→ **演習の目標**: 「Where can you find the concrete」を含む行から「pixel 189 90」を含む行までの範囲を更新し、「photo」をすべて「image」に置き換えて示してください。それ以外はそのままにしてください。

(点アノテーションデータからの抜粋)
------------

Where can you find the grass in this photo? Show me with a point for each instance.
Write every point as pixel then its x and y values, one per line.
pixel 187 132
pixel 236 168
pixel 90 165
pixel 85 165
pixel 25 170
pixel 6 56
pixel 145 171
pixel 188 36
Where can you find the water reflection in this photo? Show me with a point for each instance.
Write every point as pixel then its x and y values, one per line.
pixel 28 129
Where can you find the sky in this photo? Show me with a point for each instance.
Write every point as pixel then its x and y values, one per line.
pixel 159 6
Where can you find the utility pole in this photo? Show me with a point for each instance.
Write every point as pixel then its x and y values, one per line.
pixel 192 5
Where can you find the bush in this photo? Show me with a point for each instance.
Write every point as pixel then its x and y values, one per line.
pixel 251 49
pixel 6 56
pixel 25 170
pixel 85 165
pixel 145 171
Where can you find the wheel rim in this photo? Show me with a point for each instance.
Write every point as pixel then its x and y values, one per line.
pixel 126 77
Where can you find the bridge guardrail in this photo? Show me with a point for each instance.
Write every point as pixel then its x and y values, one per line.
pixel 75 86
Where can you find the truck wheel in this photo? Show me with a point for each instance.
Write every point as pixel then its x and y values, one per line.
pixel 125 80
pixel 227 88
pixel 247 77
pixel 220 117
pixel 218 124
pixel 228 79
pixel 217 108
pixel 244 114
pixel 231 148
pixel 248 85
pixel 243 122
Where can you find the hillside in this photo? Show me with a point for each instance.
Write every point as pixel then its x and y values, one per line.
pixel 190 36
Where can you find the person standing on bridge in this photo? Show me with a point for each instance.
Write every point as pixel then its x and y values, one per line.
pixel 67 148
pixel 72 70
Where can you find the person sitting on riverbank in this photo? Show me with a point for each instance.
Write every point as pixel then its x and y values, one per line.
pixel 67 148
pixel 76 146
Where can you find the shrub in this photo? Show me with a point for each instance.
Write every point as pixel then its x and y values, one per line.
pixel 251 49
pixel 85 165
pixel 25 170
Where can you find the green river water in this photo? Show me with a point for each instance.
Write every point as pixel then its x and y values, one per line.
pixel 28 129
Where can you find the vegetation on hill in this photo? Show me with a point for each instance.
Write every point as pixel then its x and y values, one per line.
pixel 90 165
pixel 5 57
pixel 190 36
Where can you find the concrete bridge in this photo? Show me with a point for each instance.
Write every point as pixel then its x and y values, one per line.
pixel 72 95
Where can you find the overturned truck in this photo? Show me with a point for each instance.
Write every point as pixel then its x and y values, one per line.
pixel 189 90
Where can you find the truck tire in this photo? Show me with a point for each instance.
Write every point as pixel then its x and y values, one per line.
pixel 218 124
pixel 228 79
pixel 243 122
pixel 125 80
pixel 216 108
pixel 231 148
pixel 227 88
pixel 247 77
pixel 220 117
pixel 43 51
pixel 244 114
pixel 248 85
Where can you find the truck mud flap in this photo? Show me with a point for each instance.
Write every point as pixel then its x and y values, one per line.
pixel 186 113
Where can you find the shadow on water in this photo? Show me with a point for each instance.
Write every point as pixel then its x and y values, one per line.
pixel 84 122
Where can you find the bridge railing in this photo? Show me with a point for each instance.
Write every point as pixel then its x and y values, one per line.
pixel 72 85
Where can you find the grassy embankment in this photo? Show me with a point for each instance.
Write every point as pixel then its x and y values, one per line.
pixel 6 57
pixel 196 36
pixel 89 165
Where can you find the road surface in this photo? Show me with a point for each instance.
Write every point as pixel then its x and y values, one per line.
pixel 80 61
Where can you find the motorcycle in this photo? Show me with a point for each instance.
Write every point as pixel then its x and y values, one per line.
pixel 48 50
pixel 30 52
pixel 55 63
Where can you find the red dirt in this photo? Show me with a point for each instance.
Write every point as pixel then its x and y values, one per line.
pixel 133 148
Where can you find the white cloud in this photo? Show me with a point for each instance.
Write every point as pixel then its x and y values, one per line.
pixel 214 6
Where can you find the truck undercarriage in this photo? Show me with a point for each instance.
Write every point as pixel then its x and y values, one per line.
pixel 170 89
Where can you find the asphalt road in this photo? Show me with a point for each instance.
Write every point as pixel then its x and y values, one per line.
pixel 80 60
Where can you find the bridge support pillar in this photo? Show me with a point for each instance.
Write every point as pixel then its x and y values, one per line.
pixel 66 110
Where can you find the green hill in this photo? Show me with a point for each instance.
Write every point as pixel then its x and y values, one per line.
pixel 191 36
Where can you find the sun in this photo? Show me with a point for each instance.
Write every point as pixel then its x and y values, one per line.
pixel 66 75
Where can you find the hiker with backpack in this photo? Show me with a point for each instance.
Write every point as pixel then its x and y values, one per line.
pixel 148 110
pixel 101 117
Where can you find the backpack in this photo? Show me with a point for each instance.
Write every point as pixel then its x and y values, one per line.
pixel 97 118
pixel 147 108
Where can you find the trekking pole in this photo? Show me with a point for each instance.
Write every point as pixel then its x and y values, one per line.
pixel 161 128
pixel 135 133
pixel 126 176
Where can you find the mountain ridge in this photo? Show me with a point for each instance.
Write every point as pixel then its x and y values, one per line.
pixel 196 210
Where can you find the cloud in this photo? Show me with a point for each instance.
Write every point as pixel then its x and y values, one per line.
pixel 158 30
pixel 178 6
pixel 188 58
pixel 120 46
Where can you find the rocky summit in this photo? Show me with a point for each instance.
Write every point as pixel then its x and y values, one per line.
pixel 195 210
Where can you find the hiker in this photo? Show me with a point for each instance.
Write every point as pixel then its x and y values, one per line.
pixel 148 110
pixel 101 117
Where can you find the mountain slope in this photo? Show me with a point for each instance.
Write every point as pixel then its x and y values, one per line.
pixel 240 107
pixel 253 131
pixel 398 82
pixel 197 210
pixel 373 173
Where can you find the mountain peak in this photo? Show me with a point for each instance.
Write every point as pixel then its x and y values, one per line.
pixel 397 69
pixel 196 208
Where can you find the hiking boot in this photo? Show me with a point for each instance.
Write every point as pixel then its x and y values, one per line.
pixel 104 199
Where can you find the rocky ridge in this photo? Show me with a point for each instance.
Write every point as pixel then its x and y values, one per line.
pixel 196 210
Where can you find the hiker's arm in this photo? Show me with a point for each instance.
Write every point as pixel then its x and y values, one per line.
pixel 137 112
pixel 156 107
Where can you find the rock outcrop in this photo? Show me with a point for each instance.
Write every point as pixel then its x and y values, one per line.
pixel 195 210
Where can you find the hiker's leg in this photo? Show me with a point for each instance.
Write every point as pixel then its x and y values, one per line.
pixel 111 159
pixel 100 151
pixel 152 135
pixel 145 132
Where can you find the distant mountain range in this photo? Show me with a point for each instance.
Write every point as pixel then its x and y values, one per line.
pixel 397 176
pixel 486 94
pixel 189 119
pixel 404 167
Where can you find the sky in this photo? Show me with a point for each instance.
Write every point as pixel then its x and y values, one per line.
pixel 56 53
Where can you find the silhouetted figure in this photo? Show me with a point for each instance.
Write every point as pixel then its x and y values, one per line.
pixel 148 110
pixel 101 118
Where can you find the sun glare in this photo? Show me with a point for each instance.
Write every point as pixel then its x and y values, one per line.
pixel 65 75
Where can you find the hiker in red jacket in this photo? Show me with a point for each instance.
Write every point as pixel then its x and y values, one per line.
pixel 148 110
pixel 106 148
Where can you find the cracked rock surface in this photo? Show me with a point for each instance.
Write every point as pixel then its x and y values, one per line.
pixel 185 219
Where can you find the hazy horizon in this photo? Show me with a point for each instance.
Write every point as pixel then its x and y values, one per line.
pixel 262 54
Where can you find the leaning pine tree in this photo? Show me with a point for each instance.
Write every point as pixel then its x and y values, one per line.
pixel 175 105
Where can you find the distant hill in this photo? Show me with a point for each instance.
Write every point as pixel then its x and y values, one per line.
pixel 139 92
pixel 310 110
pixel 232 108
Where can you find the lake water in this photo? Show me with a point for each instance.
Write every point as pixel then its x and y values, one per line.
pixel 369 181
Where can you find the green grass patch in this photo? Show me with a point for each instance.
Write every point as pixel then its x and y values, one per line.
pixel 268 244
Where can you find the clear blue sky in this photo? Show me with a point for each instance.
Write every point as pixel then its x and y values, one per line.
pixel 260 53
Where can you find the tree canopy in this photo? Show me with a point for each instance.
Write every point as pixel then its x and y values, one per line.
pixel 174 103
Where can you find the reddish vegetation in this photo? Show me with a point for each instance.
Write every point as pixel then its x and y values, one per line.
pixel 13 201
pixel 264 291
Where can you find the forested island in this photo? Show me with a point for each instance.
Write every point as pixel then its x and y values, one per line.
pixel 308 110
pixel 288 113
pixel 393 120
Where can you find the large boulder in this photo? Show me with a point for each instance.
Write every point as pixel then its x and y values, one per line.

------------

→ **課題の結果**:
Where can you find the concrete bridge in this image? Show me with a point for each instance.
Write every point as pixel then its x and y values, one per line.
pixel 72 95
Where can you find the overturned truck in this image? Show me with a point for each instance.
Write every point as pixel then its x and y values, one per line.
pixel 189 90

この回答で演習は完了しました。